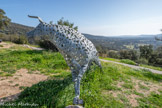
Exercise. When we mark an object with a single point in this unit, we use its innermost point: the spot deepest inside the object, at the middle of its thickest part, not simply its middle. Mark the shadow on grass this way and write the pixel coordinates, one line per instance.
(30, 52)
(153, 76)
(47, 94)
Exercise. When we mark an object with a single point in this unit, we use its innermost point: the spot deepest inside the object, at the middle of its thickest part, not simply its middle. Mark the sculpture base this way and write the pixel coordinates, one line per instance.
(74, 106)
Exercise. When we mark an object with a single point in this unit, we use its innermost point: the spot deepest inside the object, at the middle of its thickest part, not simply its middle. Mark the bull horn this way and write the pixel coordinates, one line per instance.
(40, 20)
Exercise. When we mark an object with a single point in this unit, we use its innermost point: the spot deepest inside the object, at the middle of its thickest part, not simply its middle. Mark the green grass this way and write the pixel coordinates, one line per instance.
(59, 91)
(151, 67)
(127, 61)
(44, 61)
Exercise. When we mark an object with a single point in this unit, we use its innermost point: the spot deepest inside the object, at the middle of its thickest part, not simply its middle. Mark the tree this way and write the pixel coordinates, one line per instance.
(67, 23)
(4, 20)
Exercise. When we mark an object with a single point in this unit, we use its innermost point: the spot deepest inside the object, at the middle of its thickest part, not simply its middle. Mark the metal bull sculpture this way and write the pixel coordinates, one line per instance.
(78, 51)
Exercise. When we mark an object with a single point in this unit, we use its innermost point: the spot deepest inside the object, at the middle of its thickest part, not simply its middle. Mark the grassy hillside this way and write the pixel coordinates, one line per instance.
(117, 86)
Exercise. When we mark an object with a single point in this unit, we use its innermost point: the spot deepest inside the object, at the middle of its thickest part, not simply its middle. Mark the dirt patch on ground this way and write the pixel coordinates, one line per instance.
(6, 45)
(11, 87)
(141, 87)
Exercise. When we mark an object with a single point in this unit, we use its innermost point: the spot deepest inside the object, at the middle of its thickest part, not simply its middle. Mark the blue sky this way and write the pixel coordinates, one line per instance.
(98, 17)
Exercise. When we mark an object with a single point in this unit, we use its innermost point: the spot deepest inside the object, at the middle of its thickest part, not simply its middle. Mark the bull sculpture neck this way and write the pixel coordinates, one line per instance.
(77, 50)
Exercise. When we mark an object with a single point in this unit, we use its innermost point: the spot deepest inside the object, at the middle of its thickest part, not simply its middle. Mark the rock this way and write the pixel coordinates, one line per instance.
(74, 106)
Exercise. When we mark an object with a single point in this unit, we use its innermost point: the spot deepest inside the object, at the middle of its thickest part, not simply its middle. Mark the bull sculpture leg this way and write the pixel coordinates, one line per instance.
(77, 81)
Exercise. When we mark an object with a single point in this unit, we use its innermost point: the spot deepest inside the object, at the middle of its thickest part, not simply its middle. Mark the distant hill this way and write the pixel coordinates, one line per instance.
(123, 42)
(15, 28)
(101, 42)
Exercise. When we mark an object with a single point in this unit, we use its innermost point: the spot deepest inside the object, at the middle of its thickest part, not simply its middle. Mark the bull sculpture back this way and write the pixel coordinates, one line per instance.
(77, 50)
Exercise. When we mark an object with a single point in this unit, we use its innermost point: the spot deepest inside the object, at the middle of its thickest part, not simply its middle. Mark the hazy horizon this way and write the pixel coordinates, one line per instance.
(106, 17)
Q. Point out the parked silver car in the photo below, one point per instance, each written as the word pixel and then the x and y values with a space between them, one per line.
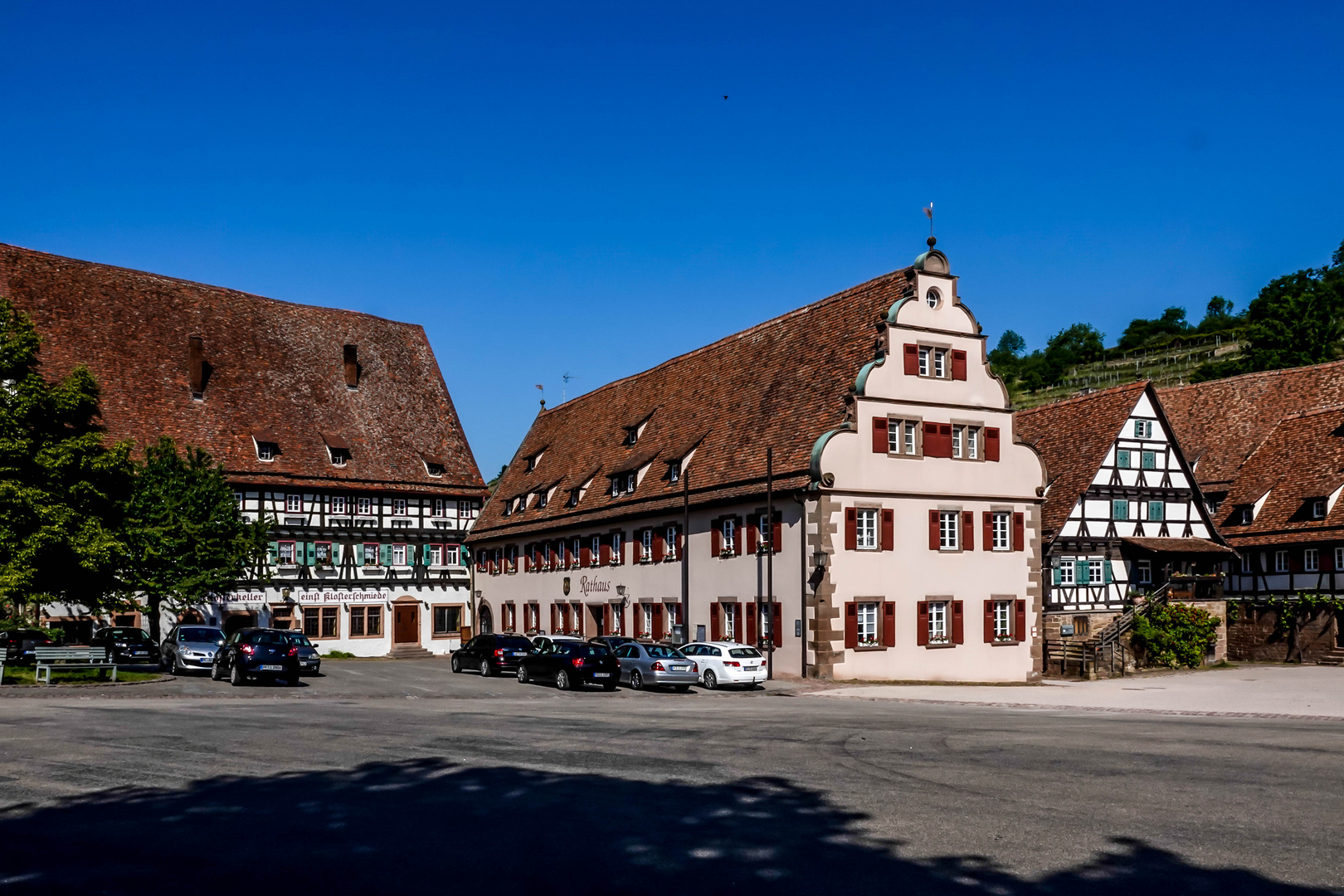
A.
pixel 190 646
pixel 655 665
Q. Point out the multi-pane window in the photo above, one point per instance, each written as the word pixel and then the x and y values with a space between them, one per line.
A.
pixel 949 535
pixel 867 613
pixel 1001 533
pixel 938 622
pixel 867 529
pixel 1003 620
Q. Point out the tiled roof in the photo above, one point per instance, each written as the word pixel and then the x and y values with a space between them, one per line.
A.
pixel 1303 458
pixel 1073 437
pixel 270 367
pixel 1220 422
pixel 780 384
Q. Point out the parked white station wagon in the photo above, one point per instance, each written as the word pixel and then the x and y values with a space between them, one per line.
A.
pixel 726 663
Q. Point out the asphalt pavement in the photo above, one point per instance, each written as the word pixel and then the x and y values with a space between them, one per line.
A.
pixel 392 774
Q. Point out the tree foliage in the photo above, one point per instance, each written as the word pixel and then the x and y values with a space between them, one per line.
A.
pixel 186 536
pixel 62 489
pixel 1175 635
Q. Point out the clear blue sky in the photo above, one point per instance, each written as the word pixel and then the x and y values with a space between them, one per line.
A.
pixel 562 187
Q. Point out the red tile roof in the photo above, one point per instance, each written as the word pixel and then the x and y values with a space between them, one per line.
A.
pixel 1220 422
pixel 782 384
pixel 1303 458
pixel 273 368
pixel 1073 437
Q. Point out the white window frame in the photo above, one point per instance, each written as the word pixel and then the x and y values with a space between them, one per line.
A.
pixel 940 625
pixel 866 528
pixel 949 529
pixel 1001 531
pixel 869 624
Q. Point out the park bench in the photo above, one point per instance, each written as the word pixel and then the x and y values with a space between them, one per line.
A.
pixel 51 659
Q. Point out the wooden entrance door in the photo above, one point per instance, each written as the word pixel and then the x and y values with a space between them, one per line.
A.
pixel 405 624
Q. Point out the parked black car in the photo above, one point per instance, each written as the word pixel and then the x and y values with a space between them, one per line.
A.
pixel 127 646
pixel 19 646
pixel 309 661
pixel 190 646
pixel 492 653
pixel 572 664
pixel 265 655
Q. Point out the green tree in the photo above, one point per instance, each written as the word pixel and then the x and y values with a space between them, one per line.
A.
pixel 62 488
pixel 187 538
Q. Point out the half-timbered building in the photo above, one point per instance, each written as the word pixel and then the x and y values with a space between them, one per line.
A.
pixel 1122 512
pixel 903 536
pixel 336 426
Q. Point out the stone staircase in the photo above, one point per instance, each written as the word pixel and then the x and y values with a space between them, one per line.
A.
pixel 409 652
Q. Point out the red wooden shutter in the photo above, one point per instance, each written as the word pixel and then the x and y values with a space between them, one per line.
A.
pixel 958 364
pixel 912 360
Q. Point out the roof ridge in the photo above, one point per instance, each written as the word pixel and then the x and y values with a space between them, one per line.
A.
pixel 700 349
pixel 202 285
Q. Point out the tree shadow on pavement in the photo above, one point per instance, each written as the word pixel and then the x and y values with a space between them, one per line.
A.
pixel 429 824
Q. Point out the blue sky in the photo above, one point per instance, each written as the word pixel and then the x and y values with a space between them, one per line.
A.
pixel 558 190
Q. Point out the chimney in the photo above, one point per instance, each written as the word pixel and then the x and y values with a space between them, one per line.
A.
pixel 351 358
pixel 197 367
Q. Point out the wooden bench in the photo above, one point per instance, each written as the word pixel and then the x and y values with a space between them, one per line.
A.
pixel 62 659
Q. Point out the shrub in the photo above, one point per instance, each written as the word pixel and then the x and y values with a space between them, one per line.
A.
pixel 1175 635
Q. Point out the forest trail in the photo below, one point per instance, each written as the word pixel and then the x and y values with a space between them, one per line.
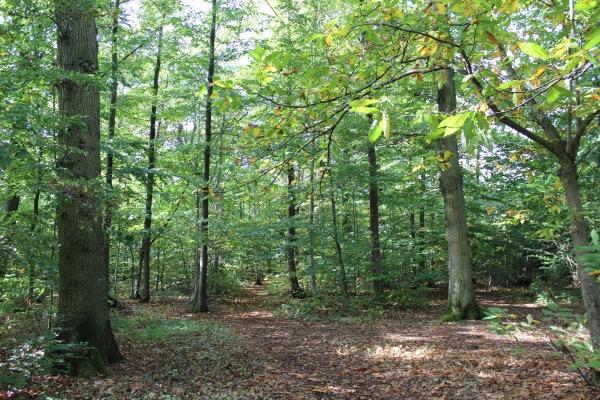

━━━

Please output each line above exactly and omit all images.

Exercise. When we mark an object with a single point in this unit, we use its innermost point: the spot deepest inside the object, at the middle of its thickest part, not simply its middle. Mark the shadow on grass this way and write the pixel coordinates, one line per instance.
(30, 52)
(153, 76)
(47, 94)
Exercise. When we mark an object with a single point in this unit, we use its innermost point: the spot deepest inside the object, at the middle of its thickest part, not simply its middle. Mark the sculpture base this way and write the pixel coordinates, one line per instance.
(74, 106)
Exercise. When we mark an object with a single point in this unit, we use its innermost point: the spot deepest inside the object, at the middle of its thickest part, not simply its middle. Mark the bull horn this way and write the pixel coordinates, one line per instance.
(40, 20)
Exercise. When we mark an object with a single point in this unit, we use its innermost point: the spot deepest inside the object, at the middle of its thickest part, not simply its middle. Mark the green grass this way and write the pixel coordinates, one line per instance.
(59, 91)
(151, 67)
(127, 61)
(44, 61)
Exercise. When we mark an object with a single point in this unit, we use its innermost point: the spot deepest inside the object, at the middle of its thickest part, not simply its middle. Mark the tree this way and write the pixel coordinates, one line per instance.
(67, 23)
(4, 20)
Exercise. When we mark an object with a single point in this unit, we use its innermost point: the spot deepest inside the object, at the middle of its thickest part, not simply its middle. Mark the metal bull sculpture this way and write the pixel coordinates, one line per instance.
(78, 51)
Exercise. When we mark an object with a single point in this unit, we use its innermost point: the spot deepest inside the object, at the middle of its thickest part, not simply its middle. Mark the grassy hillside this way and write the pixel coordinates, one line per instance.
(117, 86)
Exercise. When we mark an object with a single point in this unit, we use its innermost point: the spot deepest inside the object, at the middle of its thickest part, not simply its middle. Mark the dirt patch on ground this way and write the pixel coordinates, one line per instance.
(6, 45)
(11, 87)
(141, 87)
Exercise. When we mark an object with a single point in this unit, we use its innermost point: the spot deepest inside the object, at the middle of its thickest part, not simply its middle. Mark the blue sky this way and write the pixel coordinates, one line per instance.
(98, 17)
Exercise. When we mark an object with a single point in this unit, we use its innermost point: the spot deepest inside the object, at the middle of its thickest part, not simply its middle. Mark the bull sculpture neck this way and write the pixel coordinates, one line per instance.
(77, 50)
Exercise. When we mark an object with a single point in this unit, we use its innermost point: the spot deepest inside the object, at the middle of its thickest part, not simply its middle. Mark the rock this way and write the pixel coordinates, one line per instance.
(74, 106)
Exercise. When we mark an object with a single point in this unit, we use its innermost point: the spot deepest inside the object, at the middle of its thickest part, not simply its middle. Mark the bull sculpture leg this way and write the pixel coordinates, one line per instance.
(77, 81)
Exercise. When we mark an object with a single point in this unit, we use its innermost point: the spot deepest inside the object, at the middle of its thickest part, not simply its middle. Mark the distant hill this way and write the pixel coordinates, one line per instance.
(123, 42)
(15, 28)
(101, 42)
Exercise. When we mark an object with a single point in this unit, we use its innermost point: the spot deepest inside the object, at the middle of its thickest part, not simply its middle. Mark the bull sculpture back this way and write the pixel coordinates, one line per instance.
(77, 50)
Exercise. When we mark an object with a single point in this unit, we use its innermost point: the spot deepest inside the object, at the middle of its thickest part, not simply its middle. Mark the hazy horizon this way and write the pixel coordinates, one line per instance.
(106, 17)
Q. Point out the parked silver car in the photo below, one point per instance, each written as the word pixel and then the x and y values with a space between them, one per line.
A.
pixel 190 646
pixel 655 665
Q. Point out the multi-pane window in the photo above, one point per instance, each written as the word pixel and then the x and y values with a space between them, one per line.
A.
pixel 949 535
pixel 867 613
pixel 1001 533
pixel 938 622
pixel 867 529
pixel 1003 620
Q. Point out the tiled roof in the photo above, one point per instance, each written as the word pixel and then the x and y values with a space between them, one per line.
A.
pixel 1303 458
pixel 1073 437
pixel 270 367
pixel 1220 422
pixel 780 384
Q. Point out the parked white station wagon in the photo above, one point per instance, each written as the word pixel and then the x and y values with a space between them, one per line.
A.
pixel 726 663
Q. Point out the asphalt pavement in the photo above, one point per instance, each written as the word pixel and then the x and y values with a space between them, one per line.
A.
pixel 392 774
Q. Point out the tree foliage in the photo above, one point per instance, each written as the word pixel and then the x and y values with a space between them, one per line.
A.
pixel 186 536
pixel 62 489
pixel 1175 635
Q. Point out the clear blue sky in the photo above, one point per instance, each written as the word pixel and then the x and y values with a space between them, one per line.
A.
pixel 562 187
Q. Point out the red tile roof in the photo above, one point per instance, each written as the word pixel and then the x and y values with a space between them, one per line.
A.
pixel 1220 422
pixel 782 384
pixel 1303 458
pixel 273 368
pixel 1073 437
Q. Point out the white window frame in the photo above, one point per instance, each written as the word pixel and then the x and y values with a space between them, one per line.
A.
pixel 940 625
pixel 866 528
pixel 949 529
pixel 1001 531
pixel 869 624
Q. Point out the park bench in the photo above, one point per instance, each written as the word pixel and then the x and y values with a space between them, one per line.
A.
pixel 51 659
Q. Point out the wooden entrance door in the photo above, one point per instance, each written as the word pixel and then the x and y values with a space between them, one per line.
A.
pixel 405 624
Q. Point out the parked black car in the photo above, one point per instance, each written as the word pixel and then the x and y values with a space between them, one per line.
A.
pixel 127 646
pixel 19 646
pixel 309 661
pixel 190 646
pixel 492 653
pixel 572 664
pixel 265 655
Q. Point out the green tree in the photo above, one point per instance, each written as the word pixel and then the x and y values with a space between them, one per line.
A.
pixel 62 488
pixel 187 538
Q. Point out the half-timbered building in the photo above, one point per instance, each written as the word pixel and then the x and y values with a space between them, one per line.
A.
pixel 1122 512
pixel 903 536
pixel 336 426
Q. Point out the stone staircase in the photo above, one point per instance, each written as the word pixel and then the x and y values with a space between them, one per line.
A.
pixel 409 652
Q. Point out the red wooden shutter in the photo above, one point per instance, each written as the word pixel and then the x and y values with a space between them, one per line.
A.
pixel 958 364
pixel 912 360
Q. Point out the roof ridge in the photo above, one point per instance, each written as the word pixel and then the x and y values with a space between them, one per line.
A.
pixel 700 349
pixel 202 285
Q. Point out the tree shadow on pavement in the photo above, one point per instance, each written as the word pixel and then the x and y values with a space between them, one per line.
A.
pixel 429 824
Q. Point out the blue sky in the photo above, one point per instance, each written as the word pixel and then the x and y values with a space between them, one per line.
A.
pixel 558 190
Q. Point out the chimney in the photo above, one point per instance, each written as the word pixel and then the x and y values with a space between them, one per line.
A.
pixel 351 358
pixel 197 367
Q. Point out the wooden bench in the photo above, one point per instance, each written as the word pixel and then the x and y values with a space between them, one per line.
A.
pixel 62 659
Q. Point out the shrub in the photo above, one point per instance, each written as the word pixel and then the x and y values with a space between them, one per line.
A.
pixel 1175 635
Q. Point out the forest trail in the photo below, one point per instance, each written as the word pixel and then the x and y values with a space between them, one per line.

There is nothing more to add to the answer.